- _Text section_
III. Plain Error Review of the Instant Matter
In the instant action, the plaintiff-appellee, Greg Crawford, was injured while working aboard a vessel, the PHOENIX V, owned by his employer, Falcon Drilling, the defendant-appellant herein. Crawford’s injury occurred while his drill crew was engaged in a practice called “tripping pipe out of the hole,” i.e. they were removing pipe from a well base and then racking the pipe in a pipe rack. This is a rather involved process which is fully explained in the district court and majority opinions. In summary, during this operation, one of the drill pipes was improperly positioned on the pipe rack floor which cause the top of the pipe to unexpectedly swing to the right, all of the previous pipes had swung to the left, which in turn caused the pipe to fall in an again unexpected direction causing the plaintiff to be “suddenly jerked over.”
Subsequent to his injury, the plaintiff sued the defendant under the Jones Act and the general maritime law of unseaworthiness. The district court found, after the matter was tried to the court, that the plaintiffs injuries were caused by an accident aboard the PHOENIX V while Crawford was working in the course and scope of his employment as a derrickman. Furthermore, the trial court found that the defendant had been negligent and that such negligence was a cause-in-fact of the plaintiffs injuries. Additionally, the district court found that the plaintiff had not been contributorily negligent. Accordingly, the defendant was held liable for the entirety of Crawford’s damages, which were determined to be $563,190.91. The vessel was not found to be unseaworthy.

- _What to do_
Rewrite the opinion excerpt, beginning at the words "Subsequent to his" and stopping after "to be unseaworthy.", and swap "derrickman" for "floorhand" throughout.

- _Source data_
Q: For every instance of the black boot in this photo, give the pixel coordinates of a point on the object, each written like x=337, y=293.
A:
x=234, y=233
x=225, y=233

- _Result of the task_
Subsequent to his injury, the plaintiff sued the defendant under the Jones Act and the general maritime law of unseaworthiness. The district court found, after the matter was tried to the court, that the plaintiffs injuries were caused by an accident aboard the PHOENIX V while Crawford was working in the course and scope of his employment as a floorhand. Furthermore, the trial court found that the defendant had been negligent and that such negligence was a cause-in-fact of the plaintiffs injuries. Additionally, the district court found that the plaintiff had not been contributorily negligent. Accordingly, the defendant was held liable for the entirety of Crawford’s damages, which were determined to be $563,190.91. The vessel was not found to be unseaworthy.